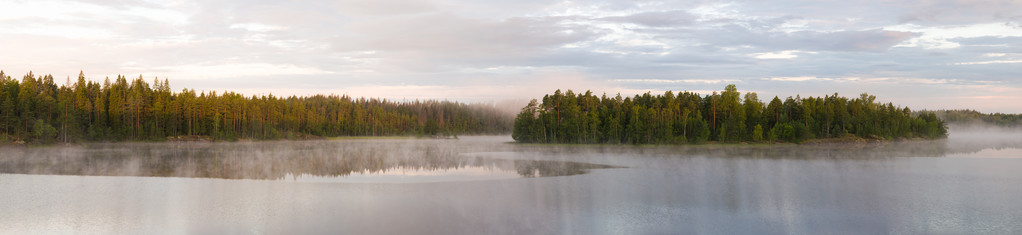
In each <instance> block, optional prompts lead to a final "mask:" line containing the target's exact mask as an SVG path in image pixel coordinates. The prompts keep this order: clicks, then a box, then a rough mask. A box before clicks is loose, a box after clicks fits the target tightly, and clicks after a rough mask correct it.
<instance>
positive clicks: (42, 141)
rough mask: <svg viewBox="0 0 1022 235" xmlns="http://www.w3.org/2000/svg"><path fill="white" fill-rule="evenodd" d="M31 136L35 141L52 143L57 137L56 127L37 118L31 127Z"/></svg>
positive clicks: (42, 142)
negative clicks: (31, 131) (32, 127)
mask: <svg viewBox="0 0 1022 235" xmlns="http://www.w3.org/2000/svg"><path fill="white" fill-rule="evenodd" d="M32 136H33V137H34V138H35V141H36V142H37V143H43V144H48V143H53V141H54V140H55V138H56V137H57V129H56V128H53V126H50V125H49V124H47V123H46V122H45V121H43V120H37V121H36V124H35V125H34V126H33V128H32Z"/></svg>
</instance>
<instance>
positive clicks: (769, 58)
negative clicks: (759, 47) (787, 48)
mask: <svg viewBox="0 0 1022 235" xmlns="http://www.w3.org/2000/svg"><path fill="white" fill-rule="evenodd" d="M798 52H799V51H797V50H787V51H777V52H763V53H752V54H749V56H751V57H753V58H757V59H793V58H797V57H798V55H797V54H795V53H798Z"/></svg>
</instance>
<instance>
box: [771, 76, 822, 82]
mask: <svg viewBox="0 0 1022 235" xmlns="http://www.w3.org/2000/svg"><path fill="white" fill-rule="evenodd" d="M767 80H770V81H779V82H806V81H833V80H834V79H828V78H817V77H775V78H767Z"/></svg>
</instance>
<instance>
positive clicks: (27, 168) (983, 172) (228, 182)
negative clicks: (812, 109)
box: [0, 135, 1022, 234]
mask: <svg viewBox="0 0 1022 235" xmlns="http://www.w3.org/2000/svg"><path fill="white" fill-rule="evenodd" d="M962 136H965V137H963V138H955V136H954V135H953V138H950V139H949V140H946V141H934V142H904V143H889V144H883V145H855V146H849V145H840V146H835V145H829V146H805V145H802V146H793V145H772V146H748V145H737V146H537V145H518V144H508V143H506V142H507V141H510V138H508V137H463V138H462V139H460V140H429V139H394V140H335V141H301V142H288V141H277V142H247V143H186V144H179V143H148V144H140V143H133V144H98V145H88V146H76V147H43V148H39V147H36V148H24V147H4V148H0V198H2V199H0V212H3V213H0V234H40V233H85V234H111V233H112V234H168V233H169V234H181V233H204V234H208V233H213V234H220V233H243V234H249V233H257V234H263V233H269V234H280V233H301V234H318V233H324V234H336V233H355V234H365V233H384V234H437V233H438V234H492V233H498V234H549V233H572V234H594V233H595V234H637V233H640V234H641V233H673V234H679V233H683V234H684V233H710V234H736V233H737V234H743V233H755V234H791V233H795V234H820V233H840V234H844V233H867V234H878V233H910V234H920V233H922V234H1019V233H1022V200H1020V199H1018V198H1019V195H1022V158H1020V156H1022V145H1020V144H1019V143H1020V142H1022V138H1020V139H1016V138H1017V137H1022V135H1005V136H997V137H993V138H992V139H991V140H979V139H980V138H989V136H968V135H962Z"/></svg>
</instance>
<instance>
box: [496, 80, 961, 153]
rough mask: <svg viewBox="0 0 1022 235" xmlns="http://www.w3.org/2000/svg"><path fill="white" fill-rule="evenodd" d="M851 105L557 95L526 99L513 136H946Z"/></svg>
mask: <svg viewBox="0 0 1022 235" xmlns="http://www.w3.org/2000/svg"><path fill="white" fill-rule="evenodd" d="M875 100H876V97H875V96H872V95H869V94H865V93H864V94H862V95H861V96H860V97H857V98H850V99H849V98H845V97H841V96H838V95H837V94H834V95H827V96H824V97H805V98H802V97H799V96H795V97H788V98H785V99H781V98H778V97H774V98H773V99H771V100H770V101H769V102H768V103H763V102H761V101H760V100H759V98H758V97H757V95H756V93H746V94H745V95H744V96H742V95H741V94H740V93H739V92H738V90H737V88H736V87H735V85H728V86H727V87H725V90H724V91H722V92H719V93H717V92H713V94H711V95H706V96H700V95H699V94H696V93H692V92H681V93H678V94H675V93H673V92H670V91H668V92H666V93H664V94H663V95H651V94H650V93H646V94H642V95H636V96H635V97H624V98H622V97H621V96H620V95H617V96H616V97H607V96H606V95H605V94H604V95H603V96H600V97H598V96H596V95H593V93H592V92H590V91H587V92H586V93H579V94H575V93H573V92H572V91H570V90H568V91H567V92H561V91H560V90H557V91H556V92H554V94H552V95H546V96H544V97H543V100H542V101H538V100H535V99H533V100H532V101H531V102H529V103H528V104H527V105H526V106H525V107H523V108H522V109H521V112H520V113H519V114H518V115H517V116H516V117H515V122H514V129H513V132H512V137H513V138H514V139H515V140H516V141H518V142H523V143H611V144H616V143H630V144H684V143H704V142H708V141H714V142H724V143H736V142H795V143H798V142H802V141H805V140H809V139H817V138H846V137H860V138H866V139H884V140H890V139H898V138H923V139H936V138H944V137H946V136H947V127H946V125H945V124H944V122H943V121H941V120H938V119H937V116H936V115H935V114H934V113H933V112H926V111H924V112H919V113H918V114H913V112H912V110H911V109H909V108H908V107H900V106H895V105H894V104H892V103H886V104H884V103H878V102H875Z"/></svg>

#### About this task
Copy verbatim, from the listing above, each line from the one containing "positive clicks: (27, 168)" down to the one containing "negative clicks: (812, 109)", inclusive.

#### Completed exercise
positive clicks: (27, 168) (983, 172) (228, 182)
negative clicks: (812, 109)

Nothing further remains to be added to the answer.